# Exercise
Reproduce all records below exactly.

# Provided information

• • • • •

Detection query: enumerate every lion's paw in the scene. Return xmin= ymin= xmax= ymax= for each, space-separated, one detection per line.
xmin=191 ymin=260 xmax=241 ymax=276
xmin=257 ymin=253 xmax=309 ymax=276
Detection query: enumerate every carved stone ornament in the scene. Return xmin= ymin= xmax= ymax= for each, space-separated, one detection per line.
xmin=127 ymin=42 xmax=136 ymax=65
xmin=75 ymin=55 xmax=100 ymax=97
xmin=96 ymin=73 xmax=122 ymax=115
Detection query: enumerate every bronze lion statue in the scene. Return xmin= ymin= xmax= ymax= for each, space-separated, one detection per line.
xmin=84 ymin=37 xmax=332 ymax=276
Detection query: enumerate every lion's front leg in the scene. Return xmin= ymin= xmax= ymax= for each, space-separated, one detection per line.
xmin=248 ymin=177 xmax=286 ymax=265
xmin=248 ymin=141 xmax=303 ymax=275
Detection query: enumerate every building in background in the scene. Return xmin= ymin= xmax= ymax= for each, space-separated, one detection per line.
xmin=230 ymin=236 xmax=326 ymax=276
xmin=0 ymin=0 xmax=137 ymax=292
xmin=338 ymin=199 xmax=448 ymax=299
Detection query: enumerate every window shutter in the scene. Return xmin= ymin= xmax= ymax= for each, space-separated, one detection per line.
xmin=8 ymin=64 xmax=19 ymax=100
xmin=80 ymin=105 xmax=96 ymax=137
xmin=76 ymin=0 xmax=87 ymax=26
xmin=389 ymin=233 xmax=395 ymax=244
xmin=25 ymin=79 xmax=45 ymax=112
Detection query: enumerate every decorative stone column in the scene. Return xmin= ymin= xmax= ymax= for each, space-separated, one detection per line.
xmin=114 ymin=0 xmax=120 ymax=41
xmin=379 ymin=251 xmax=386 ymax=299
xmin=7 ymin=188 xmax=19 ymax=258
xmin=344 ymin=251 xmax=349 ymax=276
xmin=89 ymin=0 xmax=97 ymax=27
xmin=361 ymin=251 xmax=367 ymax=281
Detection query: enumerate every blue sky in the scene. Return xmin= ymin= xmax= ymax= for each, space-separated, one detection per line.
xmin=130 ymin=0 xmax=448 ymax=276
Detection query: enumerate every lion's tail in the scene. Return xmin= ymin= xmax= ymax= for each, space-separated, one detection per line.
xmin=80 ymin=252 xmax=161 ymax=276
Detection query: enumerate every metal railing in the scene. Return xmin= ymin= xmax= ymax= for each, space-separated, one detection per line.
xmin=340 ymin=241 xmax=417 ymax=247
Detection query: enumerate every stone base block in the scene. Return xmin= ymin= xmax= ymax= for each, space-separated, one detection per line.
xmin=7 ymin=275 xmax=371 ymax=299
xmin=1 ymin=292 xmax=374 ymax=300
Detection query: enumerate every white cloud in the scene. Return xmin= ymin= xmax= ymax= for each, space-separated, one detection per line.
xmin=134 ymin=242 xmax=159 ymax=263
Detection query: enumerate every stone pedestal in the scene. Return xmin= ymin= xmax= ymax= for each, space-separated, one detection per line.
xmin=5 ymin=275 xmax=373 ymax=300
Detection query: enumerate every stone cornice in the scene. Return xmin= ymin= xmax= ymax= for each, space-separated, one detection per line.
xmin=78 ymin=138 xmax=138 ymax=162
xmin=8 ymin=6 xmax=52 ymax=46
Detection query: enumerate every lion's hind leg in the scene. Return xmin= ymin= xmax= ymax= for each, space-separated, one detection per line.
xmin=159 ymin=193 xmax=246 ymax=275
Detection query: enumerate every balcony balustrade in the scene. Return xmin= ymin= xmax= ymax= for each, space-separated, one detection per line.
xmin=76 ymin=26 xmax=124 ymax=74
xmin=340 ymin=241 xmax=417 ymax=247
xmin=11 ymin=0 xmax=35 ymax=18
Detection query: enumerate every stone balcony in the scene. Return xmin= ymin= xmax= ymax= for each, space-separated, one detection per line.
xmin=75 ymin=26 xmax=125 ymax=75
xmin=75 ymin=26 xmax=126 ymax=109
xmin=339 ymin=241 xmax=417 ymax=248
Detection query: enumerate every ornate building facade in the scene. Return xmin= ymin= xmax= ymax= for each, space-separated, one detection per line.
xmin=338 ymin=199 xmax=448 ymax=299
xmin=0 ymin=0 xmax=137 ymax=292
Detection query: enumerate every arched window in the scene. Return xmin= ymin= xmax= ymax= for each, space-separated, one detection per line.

• • • • •

# Answer to this task
Detection query: enumerate every lion's paw in the scene. Return xmin= ymin= xmax= ymax= for each, space-separated, one detection per line.
xmin=191 ymin=260 xmax=241 ymax=276
xmin=257 ymin=253 xmax=309 ymax=276
Detection query: enumerate every carved stone ornament in the scene. Return xmin= ymin= xmax= ymax= for each, space-separated, one detection per line.
xmin=127 ymin=42 xmax=136 ymax=65
xmin=75 ymin=55 xmax=100 ymax=97
xmin=96 ymin=73 xmax=122 ymax=115
Detection query: enumerate every bronze lion statue in the scene. Return xmin= ymin= xmax= ymax= for each, space-separated, one detection per line.
xmin=84 ymin=37 xmax=332 ymax=276
Detection query: enumerate every lion's front leg in the scene. Return xmin= ymin= xmax= ymax= for each, space-separated, one detection per line.
xmin=248 ymin=177 xmax=286 ymax=265
xmin=248 ymin=141 xmax=303 ymax=275
Detection query: enumerate every building in background in the scene. Return xmin= ymin= xmax= ymax= for each, space-separated, one detection per line.
xmin=230 ymin=236 xmax=326 ymax=276
xmin=0 ymin=0 xmax=137 ymax=292
xmin=338 ymin=199 xmax=448 ymax=299
Detection query: enumerate every window shutter in the scene. Return xmin= ymin= xmax= ymax= for each, space-separated, one detection per line.
xmin=8 ymin=64 xmax=19 ymax=100
xmin=80 ymin=105 xmax=96 ymax=137
xmin=76 ymin=0 xmax=87 ymax=26
xmin=389 ymin=233 xmax=395 ymax=244
xmin=25 ymin=79 xmax=45 ymax=112
Detection query: enumerate every decorative stone column in the scene. Return xmin= ymin= xmax= ymax= for each, space-separated, one detection per line.
xmin=114 ymin=0 xmax=120 ymax=41
xmin=379 ymin=251 xmax=386 ymax=299
xmin=7 ymin=188 xmax=19 ymax=258
xmin=344 ymin=251 xmax=349 ymax=276
xmin=89 ymin=0 xmax=97 ymax=27
xmin=361 ymin=251 xmax=367 ymax=281
Detection query: enumerate every blue sky in the scene. Return xmin= ymin= xmax= ymax= for each, space-separated, one detection per line.
xmin=130 ymin=0 xmax=448 ymax=276
Detection query: enumerate every lion's tail in the scene. Return xmin= ymin= xmax= ymax= for each, space-separated, one detection per line.
xmin=80 ymin=252 xmax=161 ymax=276
Detection query: enumerate every metal railing in the scene. Return xmin= ymin= xmax= ymax= for each, space-separated, one detection per line.
xmin=340 ymin=241 xmax=417 ymax=247
Detection query: enumerate every stone base block in the scene. Return xmin= ymin= xmax= ymax= for each, space-separated, one detection per line.
xmin=7 ymin=275 xmax=371 ymax=299
xmin=1 ymin=292 xmax=374 ymax=300
Detection query: enumerate every white cloud in the scene. Return xmin= ymin= xmax= ymax= for each, space-separated, one detection per line.
xmin=134 ymin=242 xmax=159 ymax=263
Detection query: enumerate every stone pedestal in the scene. Return xmin= ymin= xmax= ymax= for each, space-separated, one detection per line.
xmin=5 ymin=275 xmax=373 ymax=300
Detection query: enumerate every stone cornice in the scene. Return xmin= ymin= xmax= ymax= for each, space-separated, one detection per line.
xmin=78 ymin=138 xmax=138 ymax=162
xmin=8 ymin=6 xmax=52 ymax=46
Detection query: enumerate every lion's hind leg in the scene. Return xmin= ymin= xmax= ymax= for each, space-separated, one detection per line.
xmin=159 ymin=193 xmax=246 ymax=275
Detection query: enumerate every balcony balustrade in the scene. Return xmin= ymin= xmax= ymax= for each, space-separated, one detection per line.
xmin=76 ymin=26 xmax=124 ymax=74
xmin=340 ymin=241 xmax=417 ymax=247
xmin=11 ymin=0 xmax=35 ymax=18
Detection query: enumerate every stone balcony in the scene. Return xmin= ymin= xmax= ymax= for each, space-separated, one detection per line.
xmin=75 ymin=26 xmax=125 ymax=75
xmin=75 ymin=26 xmax=126 ymax=109
xmin=339 ymin=241 xmax=417 ymax=248
Detection query: enumerate every ornate building facade in the scene. Return xmin= ymin= xmax= ymax= for each, space-separated, one detection per line.
xmin=338 ymin=199 xmax=448 ymax=299
xmin=0 ymin=0 xmax=137 ymax=292
Detection query: enumerate every arched window in the scene. Return xmin= ymin= xmax= ymax= for each, space-separated, one detection per line.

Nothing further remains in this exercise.